→ Exercise prompt: Reproduce the rows from the start of the records up to and including the line with "211), (288, 352)]", changing every "congestion log" to "traffic survey" and leaving the rest unchanged.

→ Records contained in a dataset:
★ ★ ★ ★ ★
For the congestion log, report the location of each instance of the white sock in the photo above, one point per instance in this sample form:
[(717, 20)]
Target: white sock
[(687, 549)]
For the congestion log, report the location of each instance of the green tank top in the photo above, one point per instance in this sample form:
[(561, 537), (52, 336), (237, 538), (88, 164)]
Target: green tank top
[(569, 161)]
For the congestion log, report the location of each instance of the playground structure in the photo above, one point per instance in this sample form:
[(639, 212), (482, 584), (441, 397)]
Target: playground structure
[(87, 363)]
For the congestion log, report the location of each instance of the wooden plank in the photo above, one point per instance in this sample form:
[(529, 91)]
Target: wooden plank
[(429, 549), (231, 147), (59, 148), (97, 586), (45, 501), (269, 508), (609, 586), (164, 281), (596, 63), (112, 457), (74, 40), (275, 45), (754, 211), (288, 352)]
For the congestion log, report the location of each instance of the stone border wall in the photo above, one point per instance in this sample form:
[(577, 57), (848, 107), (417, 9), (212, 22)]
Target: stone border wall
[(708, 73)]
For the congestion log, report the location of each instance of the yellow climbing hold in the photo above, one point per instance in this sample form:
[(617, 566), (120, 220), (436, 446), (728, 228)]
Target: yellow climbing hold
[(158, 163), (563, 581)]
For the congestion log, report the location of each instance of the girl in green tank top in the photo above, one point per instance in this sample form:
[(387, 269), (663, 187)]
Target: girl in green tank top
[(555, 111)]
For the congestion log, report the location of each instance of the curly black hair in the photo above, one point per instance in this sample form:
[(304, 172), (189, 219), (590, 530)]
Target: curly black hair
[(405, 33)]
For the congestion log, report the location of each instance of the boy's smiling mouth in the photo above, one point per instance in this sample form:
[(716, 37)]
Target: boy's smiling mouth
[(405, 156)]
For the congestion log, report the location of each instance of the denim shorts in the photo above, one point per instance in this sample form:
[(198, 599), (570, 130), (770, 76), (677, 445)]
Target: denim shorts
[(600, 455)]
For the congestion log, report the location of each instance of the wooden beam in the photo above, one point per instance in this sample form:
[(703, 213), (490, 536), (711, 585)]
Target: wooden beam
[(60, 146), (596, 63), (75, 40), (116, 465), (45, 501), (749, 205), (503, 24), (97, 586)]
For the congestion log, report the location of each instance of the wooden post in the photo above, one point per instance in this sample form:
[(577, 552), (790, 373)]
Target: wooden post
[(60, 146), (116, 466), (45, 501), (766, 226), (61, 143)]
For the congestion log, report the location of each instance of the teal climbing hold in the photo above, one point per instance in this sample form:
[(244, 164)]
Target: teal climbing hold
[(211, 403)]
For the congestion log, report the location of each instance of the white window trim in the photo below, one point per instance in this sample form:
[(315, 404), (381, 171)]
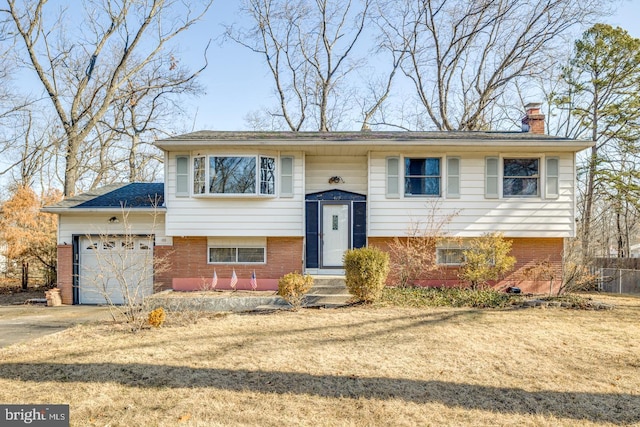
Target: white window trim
[(207, 168)]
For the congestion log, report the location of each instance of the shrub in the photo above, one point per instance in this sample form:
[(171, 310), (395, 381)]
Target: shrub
[(487, 258), (157, 317), (366, 272), (449, 297), (293, 286)]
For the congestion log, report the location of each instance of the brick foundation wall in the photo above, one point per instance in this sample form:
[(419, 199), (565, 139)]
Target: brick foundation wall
[(529, 253), (187, 259), (64, 280)]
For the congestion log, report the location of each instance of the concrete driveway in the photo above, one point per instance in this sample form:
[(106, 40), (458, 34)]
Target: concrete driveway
[(26, 322)]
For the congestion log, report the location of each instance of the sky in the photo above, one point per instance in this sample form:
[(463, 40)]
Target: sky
[(236, 80)]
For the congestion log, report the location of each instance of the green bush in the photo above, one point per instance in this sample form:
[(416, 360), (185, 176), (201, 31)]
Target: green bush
[(449, 297), (366, 271), (293, 286)]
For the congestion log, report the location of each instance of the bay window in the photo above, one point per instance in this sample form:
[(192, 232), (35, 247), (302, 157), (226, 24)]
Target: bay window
[(234, 175)]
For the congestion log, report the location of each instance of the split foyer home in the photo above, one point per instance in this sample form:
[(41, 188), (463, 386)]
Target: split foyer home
[(254, 206)]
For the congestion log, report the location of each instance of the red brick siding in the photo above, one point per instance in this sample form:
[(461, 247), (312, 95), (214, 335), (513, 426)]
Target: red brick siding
[(528, 253), (65, 273), (187, 258)]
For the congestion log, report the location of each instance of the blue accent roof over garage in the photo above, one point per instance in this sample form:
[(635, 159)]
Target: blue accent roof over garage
[(134, 195)]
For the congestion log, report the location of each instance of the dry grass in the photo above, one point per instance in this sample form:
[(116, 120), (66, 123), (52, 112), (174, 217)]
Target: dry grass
[(348, 367)]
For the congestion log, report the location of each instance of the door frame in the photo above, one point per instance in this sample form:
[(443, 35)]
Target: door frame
[(321, 228), (357, 226)]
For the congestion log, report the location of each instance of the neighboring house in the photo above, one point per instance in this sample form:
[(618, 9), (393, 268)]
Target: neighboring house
[(271, 203)]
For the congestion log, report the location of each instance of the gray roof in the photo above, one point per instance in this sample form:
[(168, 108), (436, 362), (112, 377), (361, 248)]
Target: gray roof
[(371, 140), (135, 196)]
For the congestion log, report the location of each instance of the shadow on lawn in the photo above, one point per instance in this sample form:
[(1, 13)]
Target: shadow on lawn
[(596, 407)]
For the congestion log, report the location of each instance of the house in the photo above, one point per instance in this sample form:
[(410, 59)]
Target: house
[(269, 203)]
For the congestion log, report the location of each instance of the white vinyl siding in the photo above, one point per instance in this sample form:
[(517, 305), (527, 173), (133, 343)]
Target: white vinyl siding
[(552, 178), (393, 177), (453, 177), (286, 176), (491, 190), (473, 214), (182, 176)]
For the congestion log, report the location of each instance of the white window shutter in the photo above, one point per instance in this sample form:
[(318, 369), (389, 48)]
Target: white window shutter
[(393, 177), (491, 178), (182, 176), (552, 179), (453, 177)]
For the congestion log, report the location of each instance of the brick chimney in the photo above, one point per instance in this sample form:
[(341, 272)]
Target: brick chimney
[(533, 122)]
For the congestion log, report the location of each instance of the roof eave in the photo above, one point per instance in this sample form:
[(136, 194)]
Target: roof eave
[(58, 210)]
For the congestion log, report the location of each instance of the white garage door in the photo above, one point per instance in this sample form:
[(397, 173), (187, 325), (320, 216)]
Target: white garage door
[(115, 269)]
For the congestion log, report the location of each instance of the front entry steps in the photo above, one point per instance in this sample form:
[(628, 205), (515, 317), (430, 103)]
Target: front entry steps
[(327, 292)]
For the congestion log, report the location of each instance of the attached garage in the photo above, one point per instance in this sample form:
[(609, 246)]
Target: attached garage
[(107, 241), (114, 269)]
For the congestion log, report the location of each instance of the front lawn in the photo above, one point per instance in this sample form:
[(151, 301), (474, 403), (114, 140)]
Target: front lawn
[(360, 365)]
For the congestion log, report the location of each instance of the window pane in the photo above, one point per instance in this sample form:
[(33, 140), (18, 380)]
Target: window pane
[(422, 176), (451, 256), (222, 254), (520, 177), (267, 175), (250, 254), (232, 175), (198, 175)]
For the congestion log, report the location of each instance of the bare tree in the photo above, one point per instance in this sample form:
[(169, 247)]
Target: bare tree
[(84, 69), (308, 47), (463, 56)]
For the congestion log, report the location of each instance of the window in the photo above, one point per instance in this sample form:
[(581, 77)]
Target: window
[(422, 176), (521, 178), (552, 184), (182, 176), (234, 175), (199, 175), (453, 177), (267, 175), (286, 176), (393, 177), (237, 255), (450, 256)]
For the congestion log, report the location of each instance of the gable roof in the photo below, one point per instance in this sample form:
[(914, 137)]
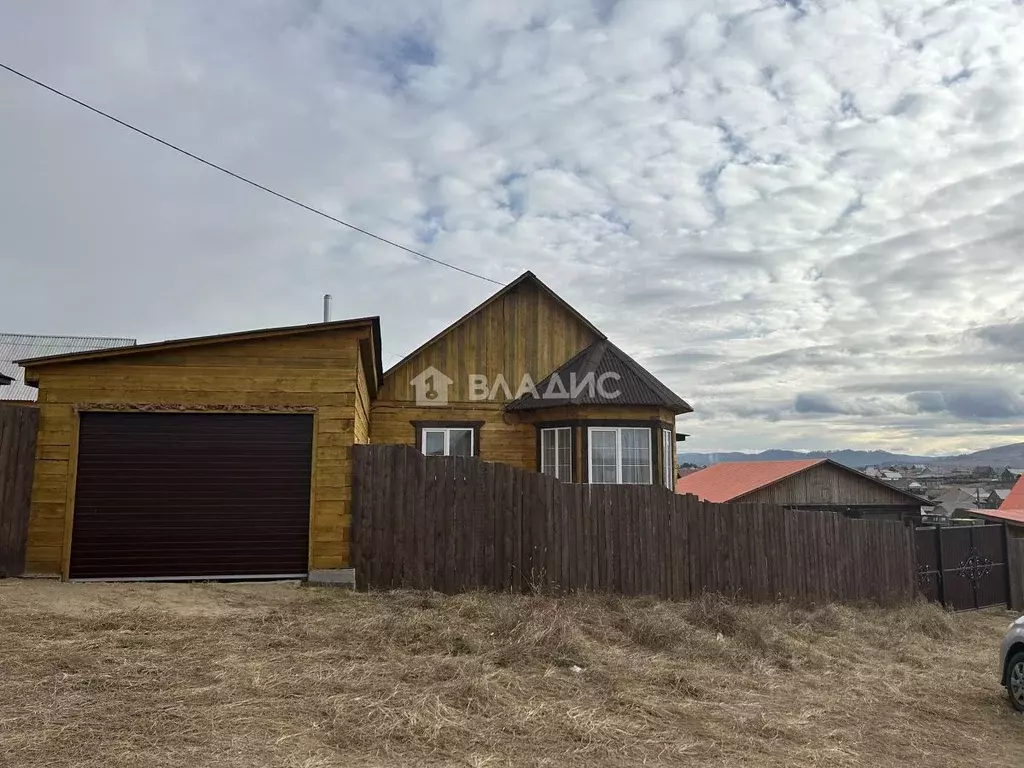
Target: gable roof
[(634, 384), (526, 276), (95, 354), (18, 346), (1013, 506), (729, 480), (725, 481)]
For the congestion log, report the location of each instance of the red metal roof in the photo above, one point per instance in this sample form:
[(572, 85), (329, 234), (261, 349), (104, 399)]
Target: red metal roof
[(1013, 506), (723, 482)]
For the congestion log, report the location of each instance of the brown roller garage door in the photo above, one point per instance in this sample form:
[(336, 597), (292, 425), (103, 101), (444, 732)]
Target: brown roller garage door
[(165, 496)]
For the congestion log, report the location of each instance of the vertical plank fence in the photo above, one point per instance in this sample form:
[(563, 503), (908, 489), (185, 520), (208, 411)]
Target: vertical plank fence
[(455, 524), (17, 457), (1015, 562)]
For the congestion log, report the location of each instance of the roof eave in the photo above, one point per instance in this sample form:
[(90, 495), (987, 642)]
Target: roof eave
[(491, 300), (373, 322)]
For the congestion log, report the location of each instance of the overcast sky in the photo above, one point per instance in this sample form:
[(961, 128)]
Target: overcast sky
[(805, 216)]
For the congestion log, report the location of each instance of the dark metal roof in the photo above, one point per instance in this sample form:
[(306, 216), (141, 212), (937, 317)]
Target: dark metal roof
[(625, 382)]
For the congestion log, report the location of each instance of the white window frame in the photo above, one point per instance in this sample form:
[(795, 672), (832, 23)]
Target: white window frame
[(669, 458), (619, 453), (446, 431), (560, 432)]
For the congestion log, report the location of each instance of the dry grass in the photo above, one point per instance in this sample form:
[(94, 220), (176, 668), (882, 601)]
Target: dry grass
[(279, 675)]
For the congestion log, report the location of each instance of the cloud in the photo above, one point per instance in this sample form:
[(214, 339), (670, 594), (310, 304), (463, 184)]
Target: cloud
[(804, 217)]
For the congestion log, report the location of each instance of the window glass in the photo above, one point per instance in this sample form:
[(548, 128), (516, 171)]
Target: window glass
[(603, 456), (556, 453), (461, 441), (669, 459), (565, 454), (433, 442), (636, 456)]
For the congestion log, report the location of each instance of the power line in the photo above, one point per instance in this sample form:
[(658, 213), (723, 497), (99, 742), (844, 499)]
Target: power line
[(240, 177)]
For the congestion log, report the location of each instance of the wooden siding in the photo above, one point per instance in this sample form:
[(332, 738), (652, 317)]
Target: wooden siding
[(523, 332), (310, 370), (361, 402), (826, 484), (18, 426)]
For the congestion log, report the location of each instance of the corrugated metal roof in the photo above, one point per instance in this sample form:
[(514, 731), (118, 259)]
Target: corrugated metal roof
[(631, 383), (23, 346), (1013, 507), (723, 482)]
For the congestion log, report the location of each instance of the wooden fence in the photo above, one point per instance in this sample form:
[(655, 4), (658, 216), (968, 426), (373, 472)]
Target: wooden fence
[(455, 524), (17, 456)]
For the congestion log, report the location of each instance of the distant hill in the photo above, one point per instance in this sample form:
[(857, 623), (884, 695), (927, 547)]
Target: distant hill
[(1004, 456)]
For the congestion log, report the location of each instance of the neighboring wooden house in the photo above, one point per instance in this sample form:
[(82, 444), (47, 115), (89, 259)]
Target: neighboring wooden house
[(819, 484), (995, 498), (1010, 512), (230, 456)]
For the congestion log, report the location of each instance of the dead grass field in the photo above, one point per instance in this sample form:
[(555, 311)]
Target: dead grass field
[(282, 675)]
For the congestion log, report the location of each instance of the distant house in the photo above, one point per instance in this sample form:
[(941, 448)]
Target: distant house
[(818, 484), (995, 498), (20, 346), (1008, 476), (1010, 512)]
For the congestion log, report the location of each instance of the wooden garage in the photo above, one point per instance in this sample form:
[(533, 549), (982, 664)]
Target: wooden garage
[(178, 496), (217, 457)]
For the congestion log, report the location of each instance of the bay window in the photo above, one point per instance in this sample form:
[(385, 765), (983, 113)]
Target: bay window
[(621, 456)]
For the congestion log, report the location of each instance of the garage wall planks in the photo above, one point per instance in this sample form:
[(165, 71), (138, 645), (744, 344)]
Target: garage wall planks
[(316, 369)]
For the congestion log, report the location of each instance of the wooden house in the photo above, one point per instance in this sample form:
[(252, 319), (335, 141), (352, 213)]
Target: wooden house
[(819, 484), (1011, 511), (230, 456)]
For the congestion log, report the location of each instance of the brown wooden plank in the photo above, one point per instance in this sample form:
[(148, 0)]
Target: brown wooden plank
[(488, 526), (518, 557), (630, 503), (446, 523), (612, 542), (359, 491), (430, 496), (538, 534), (698, 537), (501, 503)]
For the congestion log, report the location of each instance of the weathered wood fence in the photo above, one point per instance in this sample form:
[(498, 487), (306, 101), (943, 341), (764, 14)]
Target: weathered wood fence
[(17, 456), (455, 524), (1015, 558)]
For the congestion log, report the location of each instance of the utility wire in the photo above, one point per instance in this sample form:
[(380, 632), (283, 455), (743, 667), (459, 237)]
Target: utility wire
[(240, 177)]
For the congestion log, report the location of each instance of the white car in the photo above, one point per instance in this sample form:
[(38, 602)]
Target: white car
[(1012, 669)]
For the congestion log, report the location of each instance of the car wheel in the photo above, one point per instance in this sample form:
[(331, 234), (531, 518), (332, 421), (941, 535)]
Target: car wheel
[(1015, 681)]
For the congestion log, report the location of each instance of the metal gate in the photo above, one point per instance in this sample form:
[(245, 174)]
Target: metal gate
[(964, 567)]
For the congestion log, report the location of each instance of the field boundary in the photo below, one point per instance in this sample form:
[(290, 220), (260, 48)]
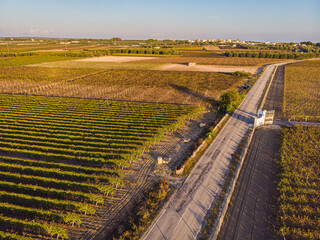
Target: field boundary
[(266, 89), (197, 153)]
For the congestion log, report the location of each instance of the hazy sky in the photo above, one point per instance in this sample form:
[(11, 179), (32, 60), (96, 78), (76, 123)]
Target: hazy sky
[(260, 20)]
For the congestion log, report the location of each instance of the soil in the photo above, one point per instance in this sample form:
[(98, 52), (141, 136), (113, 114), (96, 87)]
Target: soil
[(115, 59), (208, 68), (274, 99), (251, 211)]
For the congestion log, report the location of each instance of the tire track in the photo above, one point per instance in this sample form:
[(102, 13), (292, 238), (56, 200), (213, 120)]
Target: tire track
[(249, 214)]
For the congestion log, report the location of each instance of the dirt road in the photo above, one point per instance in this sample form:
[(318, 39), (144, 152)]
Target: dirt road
[(184, 214), (249, 214)]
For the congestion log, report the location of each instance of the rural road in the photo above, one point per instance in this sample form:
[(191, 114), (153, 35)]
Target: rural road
[(184, 214), (249, 214)]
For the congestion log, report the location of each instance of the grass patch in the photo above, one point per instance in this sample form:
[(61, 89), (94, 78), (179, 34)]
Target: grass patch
[(144, 214)]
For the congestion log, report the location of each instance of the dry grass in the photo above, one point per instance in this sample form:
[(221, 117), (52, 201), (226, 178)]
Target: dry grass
[(141, 65), (302, 91), (218, 61)]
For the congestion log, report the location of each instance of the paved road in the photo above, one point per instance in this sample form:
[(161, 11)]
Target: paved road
[(250, 212), (184, 214), (275, 95)]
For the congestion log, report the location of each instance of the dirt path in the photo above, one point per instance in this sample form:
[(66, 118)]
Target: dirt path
[(274, 99), (208, 68), (249, 215), (114, 59)]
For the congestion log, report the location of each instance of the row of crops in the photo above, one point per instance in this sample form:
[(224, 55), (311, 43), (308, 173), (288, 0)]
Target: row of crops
[(62, 158), (299, 189)]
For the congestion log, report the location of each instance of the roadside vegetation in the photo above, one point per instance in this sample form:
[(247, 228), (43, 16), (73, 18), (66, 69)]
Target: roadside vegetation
[(298, 186)]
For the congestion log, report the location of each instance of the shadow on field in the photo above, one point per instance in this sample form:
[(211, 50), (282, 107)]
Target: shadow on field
[(195, 94)]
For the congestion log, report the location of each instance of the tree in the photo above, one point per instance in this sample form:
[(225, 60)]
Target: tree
[(229, 101)]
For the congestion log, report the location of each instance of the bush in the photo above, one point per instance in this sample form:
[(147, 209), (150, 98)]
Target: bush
[(229, 101)]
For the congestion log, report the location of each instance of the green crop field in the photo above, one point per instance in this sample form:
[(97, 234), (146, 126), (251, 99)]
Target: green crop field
[(302, 91), (298, 186), (62, 159)]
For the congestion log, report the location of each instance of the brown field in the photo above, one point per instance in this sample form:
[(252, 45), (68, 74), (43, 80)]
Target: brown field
[(208, 68), (23, 79), (218, 61), (302, 91), (129, 85), (115, 59)]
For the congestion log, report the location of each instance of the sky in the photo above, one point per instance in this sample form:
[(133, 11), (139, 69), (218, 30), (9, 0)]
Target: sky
[(257, 20)]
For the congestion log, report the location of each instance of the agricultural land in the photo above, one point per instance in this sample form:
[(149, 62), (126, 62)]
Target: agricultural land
[(302, 91), (82, 126)]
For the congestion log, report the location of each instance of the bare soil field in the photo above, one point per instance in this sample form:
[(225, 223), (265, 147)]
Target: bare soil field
[(115, 59), (208, 68), (217, 61), (274, 99), (249, 216)]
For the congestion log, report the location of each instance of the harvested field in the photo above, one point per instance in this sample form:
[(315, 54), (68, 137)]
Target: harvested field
[(25, 79), (207, 68), (138, 65), (217, 61), (197, 88), (115, 59), (298, 186), (302, 91)]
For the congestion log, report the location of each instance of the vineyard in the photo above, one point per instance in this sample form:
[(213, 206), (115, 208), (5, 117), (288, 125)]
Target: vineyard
[(302, 91), (62, 160), (299, 189)]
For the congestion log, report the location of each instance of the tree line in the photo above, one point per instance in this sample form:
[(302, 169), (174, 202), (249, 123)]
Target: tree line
[(271, 55)]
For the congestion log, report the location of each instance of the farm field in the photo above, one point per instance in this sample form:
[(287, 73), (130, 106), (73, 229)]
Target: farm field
[(298, 186), (25, 60), (21, 79), (302, 91), (141, 65), (64, 159), (208, 68), (148, 86), (217, 60)]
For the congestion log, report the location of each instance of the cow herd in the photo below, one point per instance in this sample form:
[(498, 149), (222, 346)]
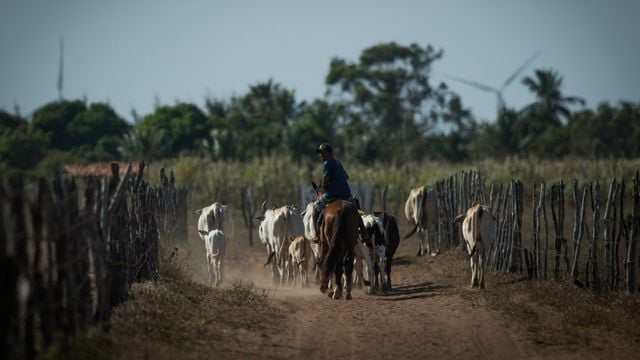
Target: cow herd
[(293, 246)]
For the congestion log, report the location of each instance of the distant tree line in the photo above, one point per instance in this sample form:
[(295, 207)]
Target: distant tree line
[(382, 108)]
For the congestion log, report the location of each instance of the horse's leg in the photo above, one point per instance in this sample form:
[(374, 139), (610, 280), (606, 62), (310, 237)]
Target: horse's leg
[(275, 272), (216, 272), (421, 235), (339, 271), (349, 271)]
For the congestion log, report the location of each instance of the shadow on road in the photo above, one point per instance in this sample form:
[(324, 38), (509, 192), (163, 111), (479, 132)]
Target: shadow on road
[(403, 260), (418, 291)]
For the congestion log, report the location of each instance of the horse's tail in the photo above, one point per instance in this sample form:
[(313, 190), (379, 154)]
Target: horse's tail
[(330, 260)]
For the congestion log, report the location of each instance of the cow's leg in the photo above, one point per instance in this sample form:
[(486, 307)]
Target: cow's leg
★ ★ ★ ★ ★
→ Solution to the problem:
For the traffic survey, report the location of each instance of the white sock in the photo above, one point per instance in this sample form:
[(717, 20)]
Target: white sock
[(687, 549)]
For the traffic survey, report the location of each instance of the green tank top in the photo above, one point per instance in this sample form:
[(561, 537), (52, 336), (237, 538), (88, 164)]
Target: green tank top
[(569, 161)]
For the traffic survey, report the location of each instance of the playground structure in the photo above, one point per instance in this sample form:
[(639, 212), (482, 584), (441, 397)]
Target: playground structure
[(87, 363)]
For the traffic survey, report the location of each instance of the wooden plank in the photo above, one point per instance in this sample form:
[(529, 91)]
Target: wooden plank
[(429, 549), (231, 147), (59, 148), (97, 586), (45, 501), (269, 508), (609, 586), (164, 281), (596, 63), (112, 457), (74, 40), (275, 45), (754, 211), (288, 352)]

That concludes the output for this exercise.